[Task material Boundary: Start]
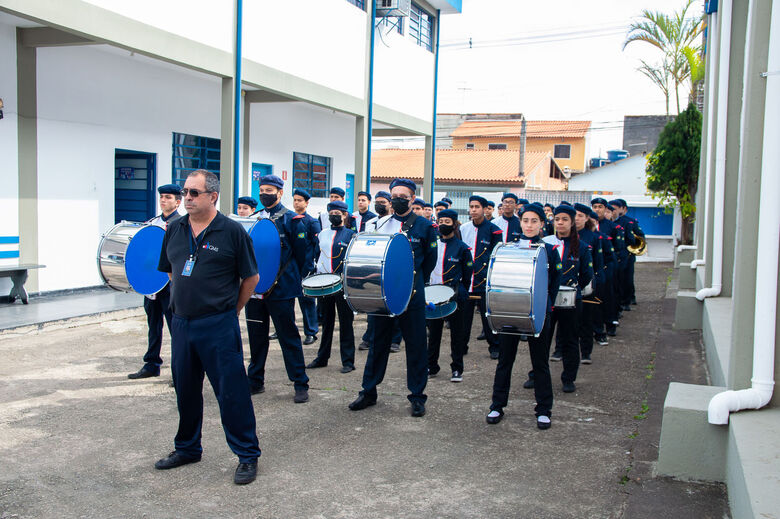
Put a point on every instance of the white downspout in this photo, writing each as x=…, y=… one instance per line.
x=720, y=155
x=764, y=339
x=714, y=53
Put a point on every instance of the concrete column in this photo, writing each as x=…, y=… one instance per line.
x=226, y=177
x=27, y=125
x=748, y=194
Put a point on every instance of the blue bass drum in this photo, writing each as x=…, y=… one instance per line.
x=128, y=255
x=379, y=273
x=516, y=294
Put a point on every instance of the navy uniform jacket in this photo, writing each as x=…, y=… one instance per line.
x=295, y=250
x=510, y=227
x=481, y=239
x=454, y=266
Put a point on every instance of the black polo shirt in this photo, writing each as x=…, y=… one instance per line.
x=223, y=257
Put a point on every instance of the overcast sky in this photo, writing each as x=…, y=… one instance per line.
x=551, y=59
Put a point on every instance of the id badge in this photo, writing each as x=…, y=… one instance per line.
x=188, y=266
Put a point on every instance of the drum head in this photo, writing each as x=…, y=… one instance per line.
x=141, y=259
x=321, y=280
x=438, y=294
x=398, y=274
x=268, y=253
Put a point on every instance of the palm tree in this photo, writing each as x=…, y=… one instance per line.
x=670, y=35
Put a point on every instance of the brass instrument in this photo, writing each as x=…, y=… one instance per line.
x=641, y=245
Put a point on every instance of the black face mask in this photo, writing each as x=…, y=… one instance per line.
x=267, y=199
x=400, y=205
x=446, y=229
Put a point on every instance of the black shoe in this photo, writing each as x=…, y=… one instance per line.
x=174, y=460
x=492, y=420
x=142, y=373
x=361, y=402
x=301, y=396
x=245, y=473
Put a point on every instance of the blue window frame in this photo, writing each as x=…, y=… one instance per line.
x=312, y=173
x=191, y=152
x=421, y=27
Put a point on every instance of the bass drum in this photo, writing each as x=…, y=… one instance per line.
x=516, y=294
x=379, y=273
x=128, y=255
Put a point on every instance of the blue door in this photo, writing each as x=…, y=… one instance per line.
x=135, y=183
x=259, y=170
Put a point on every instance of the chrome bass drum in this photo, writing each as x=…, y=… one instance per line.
x=516, y=293
x=379, y=273
x=128, y=255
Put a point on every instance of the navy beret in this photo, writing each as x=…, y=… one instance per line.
x=404, y=182
x=566, y=209
x=337, y=205
x=169, y=189
x=535, y=208
x=481, y=200
x=448, y=213
x=247, y=200
x=302, y=193
x=272, y=180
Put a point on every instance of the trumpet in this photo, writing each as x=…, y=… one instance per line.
x=640, y=246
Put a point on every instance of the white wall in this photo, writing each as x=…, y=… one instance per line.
x=90, y=102
x=323, y=41
x=279, y=129
x=9, y=165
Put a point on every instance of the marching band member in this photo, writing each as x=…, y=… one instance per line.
x=508, y=222
x=531, y=220
x=363, y=214
x=246, y=206
x=312, y=225
x=454, y=267
x=332, y=249
x=157, y=306
x=577, y=272
x=481, y=236
x=422, y=237
x=278, y=304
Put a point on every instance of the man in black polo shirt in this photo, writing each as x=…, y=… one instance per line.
x=212, y=267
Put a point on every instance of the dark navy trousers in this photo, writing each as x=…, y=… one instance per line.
x=412, y=323
x=156, y=310
x=212, y=345
x=258, y=314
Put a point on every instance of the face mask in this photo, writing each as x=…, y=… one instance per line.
x=400, y=205
x=446, y=229
x=267, y=199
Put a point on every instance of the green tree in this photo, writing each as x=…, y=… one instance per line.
x=673, y=167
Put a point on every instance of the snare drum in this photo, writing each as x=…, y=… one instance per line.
x=566, y=298
x=318, y=285
x=439, y=301
x=379, y=273
x=128, y=255
x=516, y=294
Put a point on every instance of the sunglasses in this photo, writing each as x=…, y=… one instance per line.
x=194, y=192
[Task material Boundary: End]
[Task] Output a faithful copy of the data, with each picture left out.

[Output of the exercise]
Put a point on every instance of the white downspout in this photo, writing each as x=…, y=… one instance per line.
x=720, y=155
x=764, y=339
x=714, y=53
Put a point on every instance of the concrete column in this photo, writing each as x=…, y=… one instance per line.
x=226, y=177
x=27, y=125
x=748, y=194
Put a point on every instance of the blue bass drum in this photo, writing each as x=…, y=… one instance per line.
x=128, y=255
x=379, y=273
x=516, y=294
Put a point on every instance of the navy uniform jacket in this photo, writing each as x=…, y=… one instance per line.
x=295, y=250
x=510, y=227
x=481, y=239
x=454, y=266
Put a point on every instance of the black polo shirt in this photo, writing each as x=…, y=… one instance per line.
x=223, y=257
Put a point on every instance of the overcast sky in this photo, writing each as x=…, y=… one instance per line.
x=551, y=59
Put a point on every instance of the id badge in this photo, writing each as x=…, y=… one instance per line.
x=188, y=266
Put a point on every instance of the drum head in this photo, writing each as x=…, y=… one instance per line.
x=141, y=259
x=321, y=280
x=438, y=294
x=398, y=274
x=268, y=253
Put a point on every instance of the palm tree in this photo, writing each as x=…, y=… one instance per line.
x=670, y=35
Put a point on every instance of the brass instrument in this photo, writing each as x=…, y=… one instance per line.
x=641, y=245
Put a point on every instance of the black face mask in this photo, writing each as x=…, y=… one instance per line.
x=267, y=199
x=400, y=205
x=446, y=229
Put a point on every instance of the black shoe in this photo, writing each as x=…, y=… one instance per line.
x=174, y=460
x=492, y=420
x=142, y=373
x=361, y=402
x=301, y=396
x=245, y=473
Put a point on every instance of the blue window frame in this photo, writing each as x=…, y=… one instance per line.
x=312, y=173
x=191, y=152
x=421, y=27
Put a point on every instance of the bass drum in this photo, writing each as x=…, y=… one instance per line.
x=516, y=294
x=379, y=273
x=128, y=255
Put a point on every instance of the blue door in this photo, writing each as x=…, y=… one instance per line.
x=135, y=183
x=259, y=170
Put a point on every instance of the chrome bass drum in this photo, writing each as x=…, y=… one instance per line.
x=516, y=293
x=379, y=273
x=128, y=255
Put a point on every instance of the navy beret in this photo, writing each as x=…, y=… one instance per line.
x=404, y=182
x=566, y=209
x=337, y=205
x=169, y=189
x=535, y=208
x=481, y=200
x=448, y=213
x=247, y=200
x=302, y=193
x=272, y=180
Put a point on every instance of the trumpet in this photo, writing each as x=…, y=… one instance per line.
x=640, y=246
Put a point on every instance of the white wall in this photo, writing each as x=…, y=… one instance per line.
x=90, y=102
x=323, y=41
x=279, y=129
x=9, y=165
Put a point on every instance of the marching band member in this photo, writing each as x=…, y=… one instance per line.
x=508, y=222
x=531, y=220
x=363, y=214
x=246, y=206
x=312, y=225
x=454, y=267
x=332, y=249
x=157, y=306
x=577, y=272
x=481, y=236
x=422, y=237
x=278, y=304
Put a point on every instance of the man in black polo shirt in this photo, writing each as x=…, y=… one instance per line.
x=212, y=267
Put a point on every instance of the dark navy trousers in this photo, writing each as x=…, y=… one instance per line.
x=412, y=323
x=156, y=310
x=212, y=345
x=258, y=314
Put a point on every instance of the face mask in this photo, writing each as x=…, y=… one instance per line.
x=400, y=205
x=446, y=229
x=267, y=199
Put a point on every instance of the green tree in this photo, writing each as x=…, y=… one instance per line.
x=673, y=167
Put a point on every instance of the snare drum in this photo, writing each as x=…, y=… one instance per line.
x=566, y=298
x=318, y=285
x=439, y=301
x=379, y=273
x=128, y=255
x=516, y=294
Put a point on every instance of the sunglasses in this photo, writing each as x=…, y=… one instance per line.
x=194, y=192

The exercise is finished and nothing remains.